═════ Data

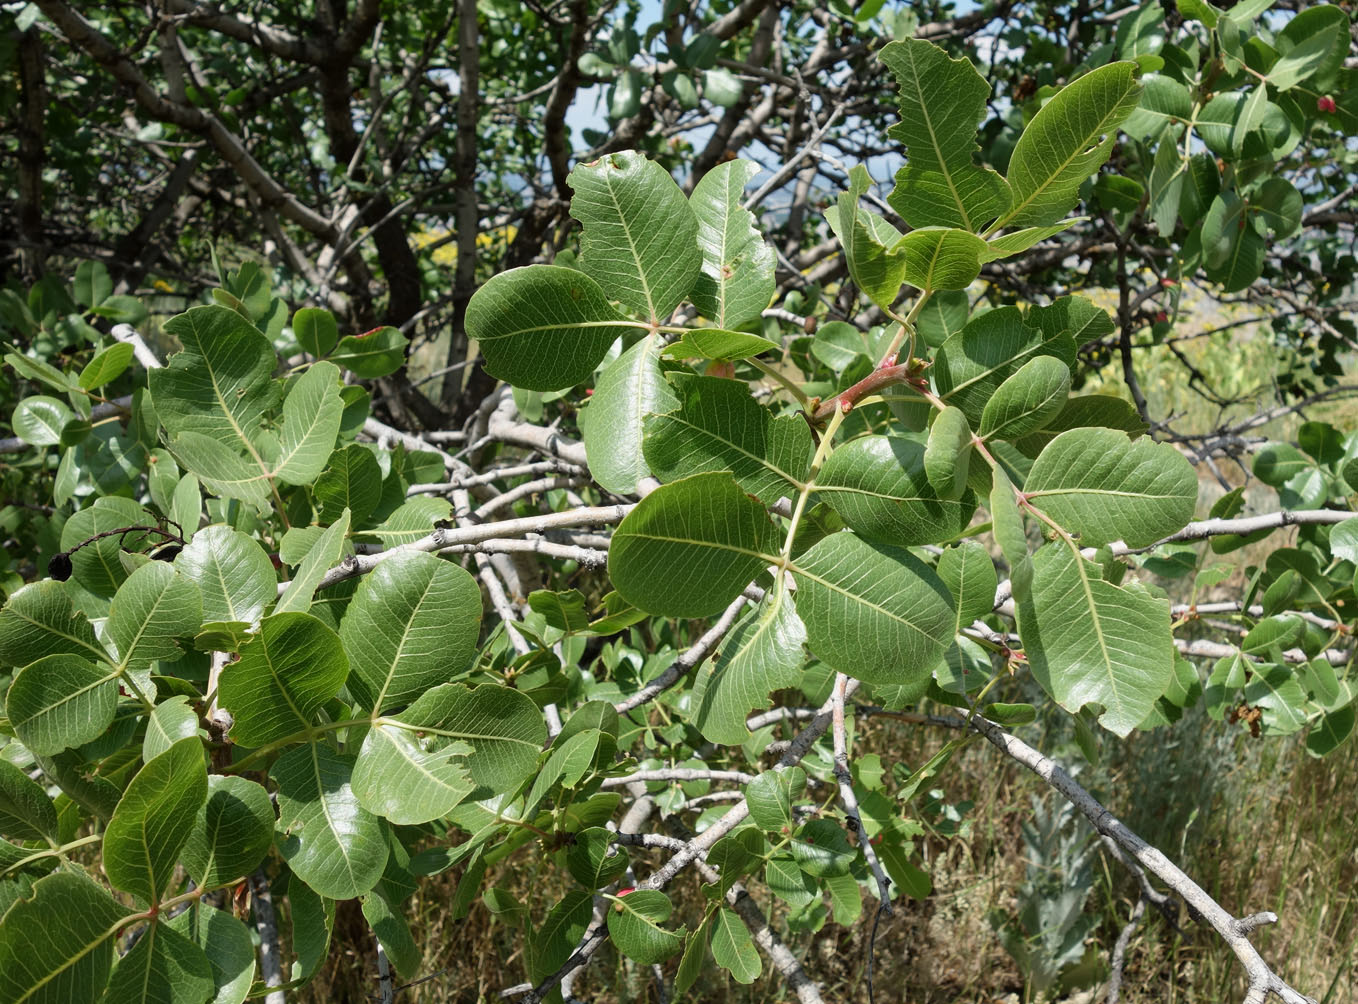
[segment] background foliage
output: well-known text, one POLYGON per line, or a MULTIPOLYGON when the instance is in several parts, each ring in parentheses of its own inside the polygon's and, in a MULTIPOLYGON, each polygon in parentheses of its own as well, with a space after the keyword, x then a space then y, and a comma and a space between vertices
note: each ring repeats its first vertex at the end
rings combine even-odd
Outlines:
POLYGON ((1296 6, 8 5, 0 999, 1342 999, 1296 6))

══════════

Task to complete: If a line in the data above holds the string "each", copy it.

Result of this exercise:
output: well-known text, one POLYGON per line, or a MULTIPOLYGON when the instance is in several parts, each ring in parentheses of its own inside the polygon's and, in a MULTIPOLYGON, each polygon in parentheses of its own as well, with a space after the keyword, x then a space then y, and a comma and a space between vertices
note: each ring repeats its first vertex at the end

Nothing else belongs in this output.